WHAT YOU ARE ASKED TO DO
Starting at the beginning of the records and ending at the line that contains "(184, 220), (953, 770)", write those lines out again with "pinpoint" replaced by "locate" and everything else left as is.
** start DATA TO USE **
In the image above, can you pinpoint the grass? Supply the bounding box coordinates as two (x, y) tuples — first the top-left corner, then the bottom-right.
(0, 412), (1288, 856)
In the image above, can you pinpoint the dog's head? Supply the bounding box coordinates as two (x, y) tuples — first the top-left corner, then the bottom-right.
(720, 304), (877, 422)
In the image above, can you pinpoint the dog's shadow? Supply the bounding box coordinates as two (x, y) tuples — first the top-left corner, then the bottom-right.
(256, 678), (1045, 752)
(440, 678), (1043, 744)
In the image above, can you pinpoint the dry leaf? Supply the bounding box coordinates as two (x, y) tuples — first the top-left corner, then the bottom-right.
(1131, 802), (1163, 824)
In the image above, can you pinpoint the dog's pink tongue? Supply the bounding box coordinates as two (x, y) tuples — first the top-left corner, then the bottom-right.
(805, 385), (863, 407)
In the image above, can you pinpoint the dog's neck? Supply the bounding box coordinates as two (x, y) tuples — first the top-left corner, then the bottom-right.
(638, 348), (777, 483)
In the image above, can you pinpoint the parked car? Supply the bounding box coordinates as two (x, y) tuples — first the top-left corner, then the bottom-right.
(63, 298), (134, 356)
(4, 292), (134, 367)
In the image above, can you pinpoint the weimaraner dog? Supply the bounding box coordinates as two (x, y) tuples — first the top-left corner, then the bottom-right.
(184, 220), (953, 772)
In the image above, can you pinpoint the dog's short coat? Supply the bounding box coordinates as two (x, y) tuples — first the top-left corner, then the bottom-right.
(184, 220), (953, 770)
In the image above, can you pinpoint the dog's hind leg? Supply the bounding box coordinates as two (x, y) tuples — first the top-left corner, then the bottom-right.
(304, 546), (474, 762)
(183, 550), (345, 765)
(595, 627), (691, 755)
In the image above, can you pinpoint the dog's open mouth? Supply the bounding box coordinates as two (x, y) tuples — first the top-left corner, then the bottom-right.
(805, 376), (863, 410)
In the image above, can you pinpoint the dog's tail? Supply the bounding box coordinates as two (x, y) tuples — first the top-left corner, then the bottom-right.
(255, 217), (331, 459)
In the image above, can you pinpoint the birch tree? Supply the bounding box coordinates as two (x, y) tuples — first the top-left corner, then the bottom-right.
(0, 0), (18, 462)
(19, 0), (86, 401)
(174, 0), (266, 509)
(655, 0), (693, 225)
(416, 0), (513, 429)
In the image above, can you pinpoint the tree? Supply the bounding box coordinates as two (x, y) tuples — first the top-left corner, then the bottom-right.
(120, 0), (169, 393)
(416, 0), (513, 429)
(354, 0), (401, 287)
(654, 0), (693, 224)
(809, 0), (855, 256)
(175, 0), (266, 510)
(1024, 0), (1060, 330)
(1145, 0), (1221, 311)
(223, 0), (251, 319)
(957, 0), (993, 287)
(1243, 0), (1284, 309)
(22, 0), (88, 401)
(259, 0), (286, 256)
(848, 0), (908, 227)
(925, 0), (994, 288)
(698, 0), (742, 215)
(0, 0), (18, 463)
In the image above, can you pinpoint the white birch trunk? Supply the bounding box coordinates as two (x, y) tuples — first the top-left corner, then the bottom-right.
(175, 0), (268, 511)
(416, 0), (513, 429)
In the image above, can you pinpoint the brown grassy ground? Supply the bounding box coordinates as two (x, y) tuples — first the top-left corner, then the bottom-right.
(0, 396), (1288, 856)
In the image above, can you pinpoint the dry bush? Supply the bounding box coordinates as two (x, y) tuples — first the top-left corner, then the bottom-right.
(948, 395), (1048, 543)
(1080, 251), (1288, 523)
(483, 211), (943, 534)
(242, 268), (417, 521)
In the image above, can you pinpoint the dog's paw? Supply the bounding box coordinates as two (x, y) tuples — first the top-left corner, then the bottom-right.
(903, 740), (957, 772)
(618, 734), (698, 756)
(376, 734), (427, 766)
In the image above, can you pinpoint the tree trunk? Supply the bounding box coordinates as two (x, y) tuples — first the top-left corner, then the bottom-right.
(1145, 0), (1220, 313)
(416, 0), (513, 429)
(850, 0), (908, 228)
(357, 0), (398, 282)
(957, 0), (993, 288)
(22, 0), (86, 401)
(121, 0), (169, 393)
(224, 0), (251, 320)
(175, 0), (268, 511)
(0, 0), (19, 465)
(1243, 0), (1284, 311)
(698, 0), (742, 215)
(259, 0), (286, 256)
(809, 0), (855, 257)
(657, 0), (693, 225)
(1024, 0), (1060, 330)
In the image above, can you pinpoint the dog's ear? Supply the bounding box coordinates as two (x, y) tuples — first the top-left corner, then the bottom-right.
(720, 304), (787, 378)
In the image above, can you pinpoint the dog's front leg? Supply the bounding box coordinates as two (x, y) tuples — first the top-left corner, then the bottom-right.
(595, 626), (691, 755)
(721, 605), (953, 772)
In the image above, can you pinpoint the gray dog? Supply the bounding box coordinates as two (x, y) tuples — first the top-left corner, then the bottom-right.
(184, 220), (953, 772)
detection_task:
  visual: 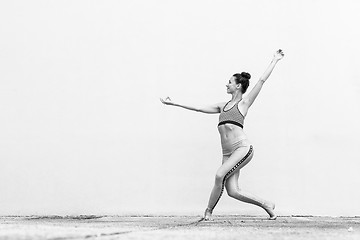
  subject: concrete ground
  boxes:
[0,215,360,240]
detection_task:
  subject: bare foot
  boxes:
[262,202,277,220]
[203,208,213,221]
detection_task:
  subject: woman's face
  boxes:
[226,77,240,93]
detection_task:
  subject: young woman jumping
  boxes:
[160,49,284,220]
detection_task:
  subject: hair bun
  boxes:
[240,72,251,80]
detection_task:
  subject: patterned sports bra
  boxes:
[218,100,244,128]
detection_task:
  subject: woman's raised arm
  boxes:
[244,49,284,107]
[160,97,221,114]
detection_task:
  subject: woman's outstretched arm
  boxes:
[160,97,221,113]
[244,49,284,107]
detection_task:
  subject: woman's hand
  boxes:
[160,97,174,105]
[274,49,284,61]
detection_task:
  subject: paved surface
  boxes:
[0,215,360,240]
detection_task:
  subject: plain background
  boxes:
[0,0,360,216]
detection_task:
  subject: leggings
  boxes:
[208,145,253,212]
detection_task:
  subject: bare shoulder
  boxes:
[238,98,249,117]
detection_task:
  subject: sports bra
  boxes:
[218,100,244,128]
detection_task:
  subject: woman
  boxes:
[160,49,284,220]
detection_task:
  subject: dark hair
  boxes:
[233,72,251,93]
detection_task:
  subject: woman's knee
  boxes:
[226,188,239,198]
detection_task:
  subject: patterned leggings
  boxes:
[208,145,253,213]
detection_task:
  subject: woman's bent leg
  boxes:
[204,145,253,220]
[225,171,277,220]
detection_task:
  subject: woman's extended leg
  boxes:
[225,170,277,220]
[204,145,253,220]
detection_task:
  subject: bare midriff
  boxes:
[218,123,247,143]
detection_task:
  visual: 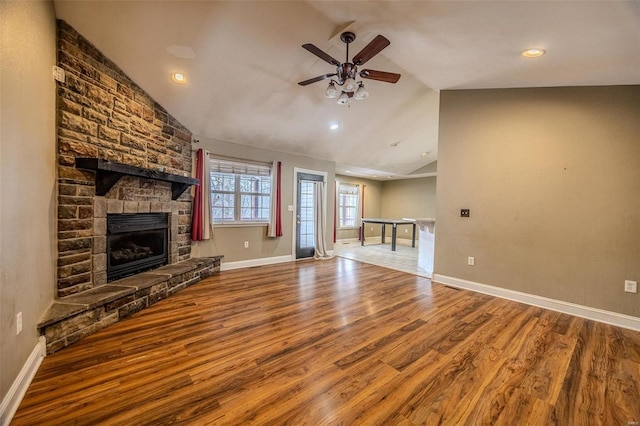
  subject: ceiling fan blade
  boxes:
[302,43,340,66]
[298,73,336,86]
[353,35,391,65]
[360,70,400,83]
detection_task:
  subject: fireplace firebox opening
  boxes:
[107,213,169,281]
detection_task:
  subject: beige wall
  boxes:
[0,1,56,399]
[336,175,436,240]
[435,86,640,316]
[382,176,436,238]
[336,175,382,240]
[191,138,335,263]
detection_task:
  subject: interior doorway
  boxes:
[295,171,325,259]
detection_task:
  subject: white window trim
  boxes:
[336,181,362,230]
[209,154,275,228]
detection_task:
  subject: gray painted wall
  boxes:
[435,86,640,317]
[0,1,57,399]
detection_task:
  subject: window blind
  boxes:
[210,158,271,176]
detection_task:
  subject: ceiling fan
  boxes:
[298,31,400,105]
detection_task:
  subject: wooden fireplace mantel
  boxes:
[76,158,200,200]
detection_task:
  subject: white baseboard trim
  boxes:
[220,255,294,271]
[0,336,47,426]
[432,274,640,331]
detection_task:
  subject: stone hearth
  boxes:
[38,256,222,354]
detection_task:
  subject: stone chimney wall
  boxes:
[57,21,192,297]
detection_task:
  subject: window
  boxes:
[338,183,359,228]
[211,158,271,223]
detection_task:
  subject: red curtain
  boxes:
[275,161,282,237]
[333,182,340,244]
[358,184,367,240]
[191,149,204,241]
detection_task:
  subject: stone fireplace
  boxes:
[38,21,222,353]
[57,21,192,297]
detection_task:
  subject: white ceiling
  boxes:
[54,0,640,178]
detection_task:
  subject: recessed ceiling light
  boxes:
[522,49,547,58]
[171,72,187,84]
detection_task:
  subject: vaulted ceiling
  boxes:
[54,0,640,178]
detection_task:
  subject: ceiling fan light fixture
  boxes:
[342,77,358,93]
[522,49,547,58]
[324,81,339,99]
[353,82,369,100]
[338,91,350,105]
[171,72,187,84]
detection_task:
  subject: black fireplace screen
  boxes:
[107,213,169,281]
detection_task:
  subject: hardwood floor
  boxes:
[12,258,640,425]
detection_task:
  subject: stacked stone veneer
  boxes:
[38,256,222,354]
[57,21,192,297]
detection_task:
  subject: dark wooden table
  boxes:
[361,218,416,251]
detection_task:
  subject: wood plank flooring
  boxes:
[11,258,640,425]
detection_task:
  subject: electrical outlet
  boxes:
[53,65,65,83]
[624,280,638,293]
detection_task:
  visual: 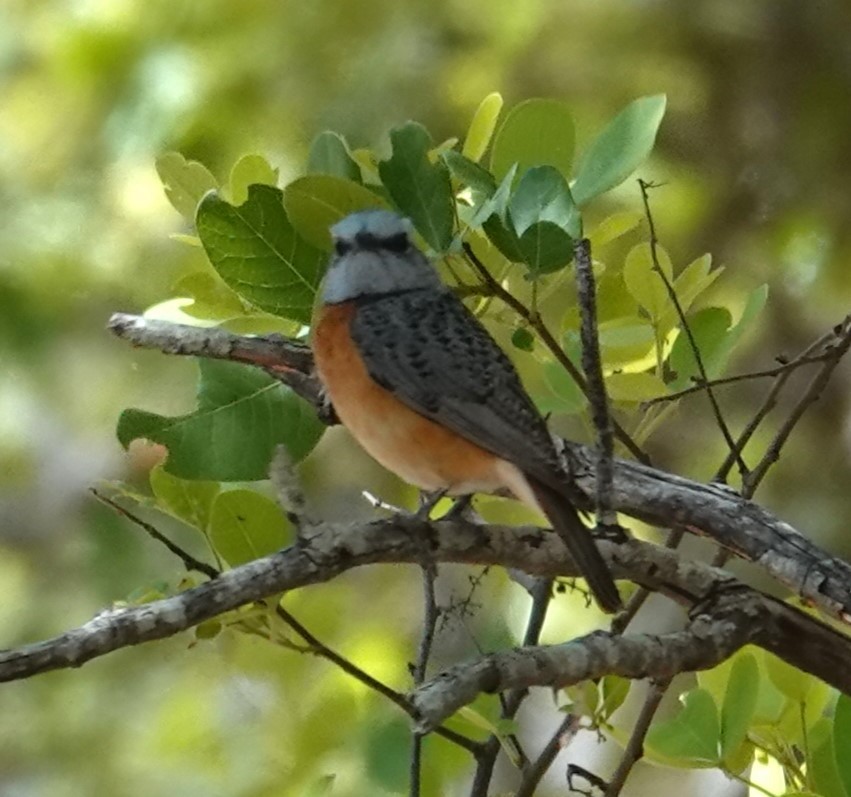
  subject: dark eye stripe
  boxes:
[381,232,411,253]
[334,238,352,256]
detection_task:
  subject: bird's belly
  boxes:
[312,304,512,495]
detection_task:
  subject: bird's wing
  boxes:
[351,289,565,486]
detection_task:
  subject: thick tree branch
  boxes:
[109,314,851,622]
[410,588,851,731]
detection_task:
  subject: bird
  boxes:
[311,209,622,613]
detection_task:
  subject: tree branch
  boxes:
[410,587,851,731]
[0,517,851,700]
[109,314,851,623]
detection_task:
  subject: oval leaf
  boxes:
[307,130,361,183]
[148,465,221,534]
[461,91,502,161]
[721,653,759,768]
[508,166,581,238]
[195,185,326,323]
[645,689,721,767]
[210,490,293,567]
[573,94,666,207]
[491,99,576,180]
[378,122,455,252]
[230,155,278,205]
[284,174,387,251]
[117,360,323,481]
[833,695,851,795]
[156,152,219,220]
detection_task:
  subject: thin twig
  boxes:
[638,179,748,479]
[462,241,650,465]
[743,316,851,495]
[410,562,440,797]
[275,603,481,756]
[470,578,553,797]
[606,678,672,797]
[715,325,841,478]
[89,487,220,578]
[643,352,830,407]
[514,714,582,797]
[573,238,617,529]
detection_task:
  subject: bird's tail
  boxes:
[527,476,623,614]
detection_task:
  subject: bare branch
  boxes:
[606,678,673,797]
[410,588,851,730]
[573,238,617,530]
[638,179,748,478]
[0,517,851,708]
[110,310,851,622]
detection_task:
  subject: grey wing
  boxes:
[351,289,564,485]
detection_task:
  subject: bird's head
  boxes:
[322,210,442,304]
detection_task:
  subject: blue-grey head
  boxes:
[322,210,442,304]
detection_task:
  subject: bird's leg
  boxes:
[440,495,473,520]
[414,487,451,520]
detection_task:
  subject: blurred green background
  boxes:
[0,0,851,797]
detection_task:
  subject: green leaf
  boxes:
[669,285,768,390]
[534,360,587,415]
[174,271,245,321]
[588,210,643,252]
[807,717,851,797]
[697,645,786,726]
[284,174,387,251]
[117,360,323,481]
[156,152,219,220]
[518,221,573,278]
[623,243,674,320]
[721,654,759,768]
[210,490,293,567]
[360,719,411,794]
[461,91,502,161]
[195,185,326,323]
[600,675,632,717]
[378,122,455,252]
[470,167,517,227]
[442,149,496,201]
[230,155,278,205]
[645,689,721,767]
[833,695,851,795]
[195,620,222,640]
[573,94,666,207]
[482,215,525,263]
[148,465,221,534]
[491,99,576,180]
[668,307,730,391]
[508,166,581,239]
[511,327,535,351]
[307,130,362,183]
[765,655,816,703]
[599,316,655,368]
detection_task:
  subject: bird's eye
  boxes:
[381,232,411,254]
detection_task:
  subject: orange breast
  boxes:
[312,303,525,495]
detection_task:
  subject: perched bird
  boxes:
[312,210,621,612]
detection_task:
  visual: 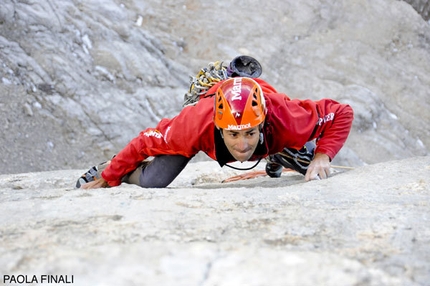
** end DATA TO USE **
RESPONSE TO THIS EXERCISE
In the image above, can you locate the grass? Supply the bounding box coordinates as two (x, y) tuples — first the top-left corner, then the bottom-right.
(0, 412), (1288, 856)
In the image above, can you locate the dog's head? Supply the bounding box coordinates as two (x, y) tuples — first the top-left corner, then the bottom-right.
(720, 304), (877, 422)
In the image above, can you locate the dog's shadow? Supply the bounding box coordinates as two (x, y) tuples — first the top-left corner, then the bottom-right.
(256, 678), (1045, 752)
(440, 678), (1043, 744)
In the image above, can you locate the dry leaf? Supply the bounding box coordinates as two (x, y) tuples — first the top-left corner, then the bottom-right.
(1131, 802), (1163, 824)
In the image above, can you locate the dog's pink tongue? Supply the bounding box coordinates as two (x, y) tuples — first the top-left corner, then the bottom-right.
(805, 385), (863, 407)
In the image above, can you locate the dog's neck? Supply the bounding box coordinates as two (x, y) tuples — first the top-left corner, then the bottom-right.
(638, 348), (777, 483)
In the image above, can you locate the parked car? Supply the bounding box coordinates as two (x, y) tuples — first the top-left corner, then the bottom-right.
(63, 298), (134, 356)
(4, 292), (134, 367)
In the image above, can you locate the weimaraner dog? Supply the bounding box coordinates as two (x, y) tuples — first the top-left corner, then the bottom-right.
(184, 220), (953, 772)
In the image above, can you locate the dog's short coat? Supply the bounding box coordinates as two (x, y) tuples — first the top-left corner, then the bottom-right.
(184, 220), (953, 770)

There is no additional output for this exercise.